■ What the task requires:
Which lines of the records below contain the word "marking"? Copy each of them out.

■ Information given:
= Beginning of Section =
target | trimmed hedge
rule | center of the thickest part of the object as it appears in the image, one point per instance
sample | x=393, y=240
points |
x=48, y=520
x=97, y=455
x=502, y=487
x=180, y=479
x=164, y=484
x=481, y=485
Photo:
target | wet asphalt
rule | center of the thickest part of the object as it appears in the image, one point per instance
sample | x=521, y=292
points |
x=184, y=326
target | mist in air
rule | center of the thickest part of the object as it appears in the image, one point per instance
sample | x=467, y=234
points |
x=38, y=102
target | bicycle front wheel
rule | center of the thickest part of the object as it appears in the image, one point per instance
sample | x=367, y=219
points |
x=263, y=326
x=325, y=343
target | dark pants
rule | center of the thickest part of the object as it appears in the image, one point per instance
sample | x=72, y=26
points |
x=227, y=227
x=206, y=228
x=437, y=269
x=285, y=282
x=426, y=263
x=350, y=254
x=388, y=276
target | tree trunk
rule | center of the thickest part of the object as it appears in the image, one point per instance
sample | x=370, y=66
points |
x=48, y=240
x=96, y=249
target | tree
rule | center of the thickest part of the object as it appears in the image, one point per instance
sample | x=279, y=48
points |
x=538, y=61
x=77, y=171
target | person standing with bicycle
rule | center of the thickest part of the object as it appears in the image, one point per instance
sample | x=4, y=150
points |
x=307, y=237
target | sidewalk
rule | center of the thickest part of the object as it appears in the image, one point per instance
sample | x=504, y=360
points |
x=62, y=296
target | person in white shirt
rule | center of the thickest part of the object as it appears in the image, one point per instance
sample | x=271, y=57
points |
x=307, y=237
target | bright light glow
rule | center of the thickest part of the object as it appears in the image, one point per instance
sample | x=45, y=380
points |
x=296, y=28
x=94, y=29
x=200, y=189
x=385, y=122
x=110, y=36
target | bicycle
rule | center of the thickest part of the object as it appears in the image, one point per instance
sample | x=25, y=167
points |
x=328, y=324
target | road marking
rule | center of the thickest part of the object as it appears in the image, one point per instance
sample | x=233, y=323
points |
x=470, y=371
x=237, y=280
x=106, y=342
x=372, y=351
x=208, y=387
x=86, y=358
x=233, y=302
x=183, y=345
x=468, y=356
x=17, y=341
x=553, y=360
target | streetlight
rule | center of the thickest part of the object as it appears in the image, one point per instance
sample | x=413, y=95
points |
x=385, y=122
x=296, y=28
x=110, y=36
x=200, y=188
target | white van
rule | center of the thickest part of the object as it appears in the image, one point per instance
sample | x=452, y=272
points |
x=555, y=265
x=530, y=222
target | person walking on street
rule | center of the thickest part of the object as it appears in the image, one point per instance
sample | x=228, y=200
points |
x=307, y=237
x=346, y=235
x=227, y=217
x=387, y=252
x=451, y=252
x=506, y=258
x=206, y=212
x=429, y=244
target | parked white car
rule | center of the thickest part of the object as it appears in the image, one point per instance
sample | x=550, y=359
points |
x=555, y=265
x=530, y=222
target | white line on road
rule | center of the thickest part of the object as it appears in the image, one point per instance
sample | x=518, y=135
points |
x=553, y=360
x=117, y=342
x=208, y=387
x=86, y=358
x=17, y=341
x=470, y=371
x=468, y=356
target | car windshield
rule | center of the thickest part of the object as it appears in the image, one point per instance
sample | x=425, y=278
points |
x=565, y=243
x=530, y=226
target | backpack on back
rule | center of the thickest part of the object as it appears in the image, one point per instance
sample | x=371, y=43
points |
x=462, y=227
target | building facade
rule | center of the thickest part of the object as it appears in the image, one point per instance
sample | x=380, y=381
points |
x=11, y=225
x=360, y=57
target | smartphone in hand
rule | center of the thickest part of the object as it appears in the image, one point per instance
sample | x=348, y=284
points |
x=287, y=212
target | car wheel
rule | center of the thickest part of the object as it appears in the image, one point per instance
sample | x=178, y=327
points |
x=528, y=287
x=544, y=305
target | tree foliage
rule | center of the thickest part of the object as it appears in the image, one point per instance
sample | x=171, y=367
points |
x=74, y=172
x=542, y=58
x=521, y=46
= End of Section =
= Beginning of Section =
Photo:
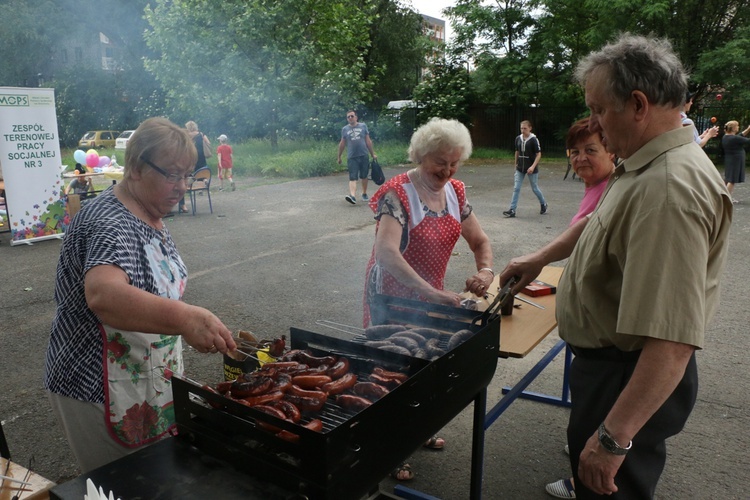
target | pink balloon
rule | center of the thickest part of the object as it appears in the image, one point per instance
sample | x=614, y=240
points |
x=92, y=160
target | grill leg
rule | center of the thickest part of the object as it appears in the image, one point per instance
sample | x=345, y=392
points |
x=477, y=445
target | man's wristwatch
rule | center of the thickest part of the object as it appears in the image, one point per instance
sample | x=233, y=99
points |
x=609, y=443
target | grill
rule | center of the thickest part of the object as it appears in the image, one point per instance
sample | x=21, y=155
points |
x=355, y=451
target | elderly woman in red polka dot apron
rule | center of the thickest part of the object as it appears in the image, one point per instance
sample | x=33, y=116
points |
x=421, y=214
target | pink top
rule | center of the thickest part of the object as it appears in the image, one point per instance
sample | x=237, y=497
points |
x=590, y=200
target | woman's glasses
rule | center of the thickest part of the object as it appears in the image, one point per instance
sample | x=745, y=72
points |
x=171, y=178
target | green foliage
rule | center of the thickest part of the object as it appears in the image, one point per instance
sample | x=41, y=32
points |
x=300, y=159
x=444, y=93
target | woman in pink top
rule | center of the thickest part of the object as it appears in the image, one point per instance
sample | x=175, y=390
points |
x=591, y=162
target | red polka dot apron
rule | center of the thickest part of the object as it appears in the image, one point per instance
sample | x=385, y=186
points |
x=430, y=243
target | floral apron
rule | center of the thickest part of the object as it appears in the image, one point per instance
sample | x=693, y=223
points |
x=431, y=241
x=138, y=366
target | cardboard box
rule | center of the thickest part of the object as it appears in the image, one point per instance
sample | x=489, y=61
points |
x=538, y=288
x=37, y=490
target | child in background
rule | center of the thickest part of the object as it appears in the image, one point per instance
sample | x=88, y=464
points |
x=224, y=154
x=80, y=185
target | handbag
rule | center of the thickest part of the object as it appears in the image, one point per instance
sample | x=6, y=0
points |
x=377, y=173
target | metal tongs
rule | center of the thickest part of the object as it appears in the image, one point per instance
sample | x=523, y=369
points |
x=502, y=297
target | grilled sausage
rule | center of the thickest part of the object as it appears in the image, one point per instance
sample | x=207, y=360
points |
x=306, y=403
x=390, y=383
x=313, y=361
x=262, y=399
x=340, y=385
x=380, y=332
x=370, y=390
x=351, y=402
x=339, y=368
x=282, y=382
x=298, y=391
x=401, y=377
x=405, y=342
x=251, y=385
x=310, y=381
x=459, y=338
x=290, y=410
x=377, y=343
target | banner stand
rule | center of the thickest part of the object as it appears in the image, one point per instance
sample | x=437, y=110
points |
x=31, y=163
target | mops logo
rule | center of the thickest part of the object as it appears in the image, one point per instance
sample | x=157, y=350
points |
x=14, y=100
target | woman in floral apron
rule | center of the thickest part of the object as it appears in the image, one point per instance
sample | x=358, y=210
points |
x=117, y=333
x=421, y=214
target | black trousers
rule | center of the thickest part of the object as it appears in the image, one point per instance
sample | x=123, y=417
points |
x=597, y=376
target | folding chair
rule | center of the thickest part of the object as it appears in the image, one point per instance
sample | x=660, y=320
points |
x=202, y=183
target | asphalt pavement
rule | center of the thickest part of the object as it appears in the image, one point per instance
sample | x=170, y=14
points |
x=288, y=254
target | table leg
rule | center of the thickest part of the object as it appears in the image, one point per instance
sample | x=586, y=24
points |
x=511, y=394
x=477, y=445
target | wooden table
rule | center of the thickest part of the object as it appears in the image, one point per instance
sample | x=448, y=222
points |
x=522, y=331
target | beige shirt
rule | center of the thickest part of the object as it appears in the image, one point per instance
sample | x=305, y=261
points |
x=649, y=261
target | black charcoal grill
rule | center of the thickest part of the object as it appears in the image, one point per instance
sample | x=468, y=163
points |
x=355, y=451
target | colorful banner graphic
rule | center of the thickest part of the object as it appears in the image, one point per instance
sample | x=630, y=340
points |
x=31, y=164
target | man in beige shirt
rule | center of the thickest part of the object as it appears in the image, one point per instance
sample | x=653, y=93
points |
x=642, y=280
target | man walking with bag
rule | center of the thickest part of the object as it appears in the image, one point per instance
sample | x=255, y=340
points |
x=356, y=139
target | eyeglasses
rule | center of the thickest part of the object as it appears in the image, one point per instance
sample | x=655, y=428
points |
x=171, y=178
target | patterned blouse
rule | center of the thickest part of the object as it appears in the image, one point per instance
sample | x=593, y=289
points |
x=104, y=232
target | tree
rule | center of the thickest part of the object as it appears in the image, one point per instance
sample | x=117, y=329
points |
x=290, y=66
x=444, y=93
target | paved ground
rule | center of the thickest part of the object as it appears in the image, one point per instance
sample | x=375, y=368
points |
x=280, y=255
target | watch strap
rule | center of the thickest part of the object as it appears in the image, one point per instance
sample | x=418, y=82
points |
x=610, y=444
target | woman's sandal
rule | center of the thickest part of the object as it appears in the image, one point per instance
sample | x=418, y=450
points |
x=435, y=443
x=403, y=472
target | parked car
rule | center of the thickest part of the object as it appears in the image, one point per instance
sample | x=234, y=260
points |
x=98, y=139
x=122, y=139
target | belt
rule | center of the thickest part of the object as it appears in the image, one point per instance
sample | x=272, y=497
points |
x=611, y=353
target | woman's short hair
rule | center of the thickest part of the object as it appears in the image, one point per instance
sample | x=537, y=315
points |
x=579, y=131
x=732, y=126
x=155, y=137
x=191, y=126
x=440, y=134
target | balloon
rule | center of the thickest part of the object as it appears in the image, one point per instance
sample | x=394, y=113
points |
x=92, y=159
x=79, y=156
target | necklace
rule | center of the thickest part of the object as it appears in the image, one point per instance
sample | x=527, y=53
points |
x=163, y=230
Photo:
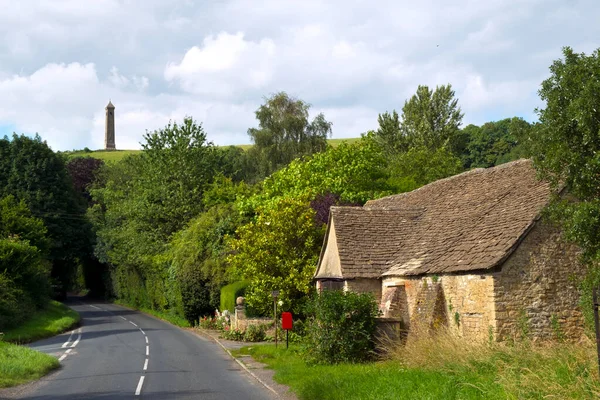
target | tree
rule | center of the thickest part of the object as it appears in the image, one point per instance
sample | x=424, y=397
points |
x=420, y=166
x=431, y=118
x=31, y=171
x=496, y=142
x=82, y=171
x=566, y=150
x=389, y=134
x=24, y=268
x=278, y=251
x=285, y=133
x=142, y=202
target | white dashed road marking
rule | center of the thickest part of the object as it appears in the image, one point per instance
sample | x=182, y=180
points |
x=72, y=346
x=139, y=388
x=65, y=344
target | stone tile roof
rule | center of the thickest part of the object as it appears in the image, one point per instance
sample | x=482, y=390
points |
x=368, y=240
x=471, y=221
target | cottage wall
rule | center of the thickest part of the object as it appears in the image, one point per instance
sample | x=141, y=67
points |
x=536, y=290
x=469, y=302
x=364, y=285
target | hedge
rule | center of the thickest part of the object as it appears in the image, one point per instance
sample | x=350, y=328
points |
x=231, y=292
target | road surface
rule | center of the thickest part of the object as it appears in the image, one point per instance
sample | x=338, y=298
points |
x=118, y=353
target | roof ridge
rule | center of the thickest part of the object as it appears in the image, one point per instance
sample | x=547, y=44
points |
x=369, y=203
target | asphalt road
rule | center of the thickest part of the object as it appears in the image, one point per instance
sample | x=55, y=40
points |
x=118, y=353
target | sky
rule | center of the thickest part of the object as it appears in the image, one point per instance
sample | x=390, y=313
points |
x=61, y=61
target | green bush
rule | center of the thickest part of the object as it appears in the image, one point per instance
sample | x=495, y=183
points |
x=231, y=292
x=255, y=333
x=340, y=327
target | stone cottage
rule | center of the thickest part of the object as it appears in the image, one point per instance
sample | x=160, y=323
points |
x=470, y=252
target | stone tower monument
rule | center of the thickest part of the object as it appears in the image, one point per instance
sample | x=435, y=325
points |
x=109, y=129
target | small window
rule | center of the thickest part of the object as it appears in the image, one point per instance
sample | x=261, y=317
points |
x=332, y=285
= End of Section =
■ Answer to this problem:
target | road marking
target | white dashed road marking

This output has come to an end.